= Challenge =
Can you quote the post on sorting in Perl verbatim, starting at the words "Actually I've finally" and stopping after "sort: š and ū."?

= Document =
+-------+

I know, you want me to study and work it out by myself.
Actually I've finally found a good tutorial page on this, I simply did not search with the right key before on google. Here's the link:
http://interglacial.com/~sburke/tpj/as_html/tpj14.html
In my personal case, I have two extra letters to sort: š and ū.
I've made this test file:
Code:
abc
aab
bbc
mmn
lmn
aaa
ššš
sss
zzz
ccc
ggg
uuu
šas
saš
cab
uuū
ūuu
ūūū
Here's the code:
Code:
use strict;
use warnings;
open (_file_, "< absolute-path-to-file") or die "Failed to read file : $! ";
my @not_sorted = <_file_>;
sub normalize {
my $in = $_[0];
$in = lc($in);
$in =~ tr<aeiouū>
<aeiouu>;
$in =~ tr<abcdefghijklmnopqrsštuvwxyz>
<\x01-\x1B>; #hexadecimal numbers to tell Perl you have 27 letters to sort
return $in;
}
my @sorted = sort{ normalize($a) cmp normalize($b)or $a cmp $b} @not_sorted;
print @sorted;
close (_file_);
I still don't completely understand why you can sort in proper order ū not considering it an extra letter like you have to do for š, but I evenctually will in the future. Anyway it gives the expected result:
Code:
aaa
aab
abc
bbc
cab
ccc
ggg
lmn
mmn
saš
sss
šas
ššš
uuu
uuū
ūuu
ūūū
zzz
Hope it will be helpful to someone.

+-------+

Location identification listing

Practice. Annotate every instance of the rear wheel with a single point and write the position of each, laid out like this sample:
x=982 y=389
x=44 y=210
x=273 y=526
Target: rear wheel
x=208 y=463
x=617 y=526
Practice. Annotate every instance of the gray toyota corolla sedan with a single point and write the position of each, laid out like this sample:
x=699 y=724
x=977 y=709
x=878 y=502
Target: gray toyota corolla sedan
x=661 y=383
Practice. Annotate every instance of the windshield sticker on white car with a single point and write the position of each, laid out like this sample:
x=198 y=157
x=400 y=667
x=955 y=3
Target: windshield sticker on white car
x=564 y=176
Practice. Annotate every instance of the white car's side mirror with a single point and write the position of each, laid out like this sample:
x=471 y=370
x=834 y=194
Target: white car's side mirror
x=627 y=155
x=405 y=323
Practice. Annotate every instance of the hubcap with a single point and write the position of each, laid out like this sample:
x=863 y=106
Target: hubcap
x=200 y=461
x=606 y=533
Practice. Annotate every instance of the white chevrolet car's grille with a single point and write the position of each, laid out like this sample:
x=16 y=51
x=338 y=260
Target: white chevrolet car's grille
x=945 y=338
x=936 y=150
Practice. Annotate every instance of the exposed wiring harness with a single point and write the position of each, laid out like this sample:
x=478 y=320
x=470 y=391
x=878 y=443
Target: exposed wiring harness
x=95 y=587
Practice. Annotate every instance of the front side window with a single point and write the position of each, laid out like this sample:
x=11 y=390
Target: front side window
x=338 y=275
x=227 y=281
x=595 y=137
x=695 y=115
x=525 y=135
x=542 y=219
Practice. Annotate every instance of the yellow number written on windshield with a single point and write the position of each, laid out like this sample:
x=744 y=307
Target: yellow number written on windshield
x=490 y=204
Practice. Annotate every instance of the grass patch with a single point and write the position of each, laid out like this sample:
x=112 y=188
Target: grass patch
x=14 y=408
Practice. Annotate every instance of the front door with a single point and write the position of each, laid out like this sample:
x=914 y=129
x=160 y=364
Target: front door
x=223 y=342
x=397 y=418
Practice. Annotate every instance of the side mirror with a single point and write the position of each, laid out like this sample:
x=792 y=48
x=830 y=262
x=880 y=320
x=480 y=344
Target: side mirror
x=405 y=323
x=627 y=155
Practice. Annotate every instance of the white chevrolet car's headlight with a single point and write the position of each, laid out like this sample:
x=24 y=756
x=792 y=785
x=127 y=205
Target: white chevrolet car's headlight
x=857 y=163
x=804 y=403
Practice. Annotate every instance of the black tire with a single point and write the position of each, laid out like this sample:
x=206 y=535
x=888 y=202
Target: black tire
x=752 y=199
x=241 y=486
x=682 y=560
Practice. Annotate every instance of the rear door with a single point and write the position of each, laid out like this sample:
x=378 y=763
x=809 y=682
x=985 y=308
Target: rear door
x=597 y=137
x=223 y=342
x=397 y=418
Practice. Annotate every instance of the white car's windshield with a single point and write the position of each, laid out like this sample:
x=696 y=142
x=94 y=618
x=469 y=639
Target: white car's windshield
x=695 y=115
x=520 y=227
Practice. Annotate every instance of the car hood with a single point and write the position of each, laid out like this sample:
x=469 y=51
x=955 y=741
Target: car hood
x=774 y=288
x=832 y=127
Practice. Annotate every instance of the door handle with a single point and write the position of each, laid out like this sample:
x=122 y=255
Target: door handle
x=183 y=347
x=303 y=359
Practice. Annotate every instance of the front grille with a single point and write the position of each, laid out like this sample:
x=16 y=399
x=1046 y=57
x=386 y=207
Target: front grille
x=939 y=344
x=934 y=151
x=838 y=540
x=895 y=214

+-------+

= Result of the exercise =
Actually I've finally found a good tutorial page on this, I simply did not search with the right key before on google. Here's the link:
http://interglacial.com/~sburke/tpj/as_html/tpj14.html
In my personal case, I have two extra letters to sort: š and ū.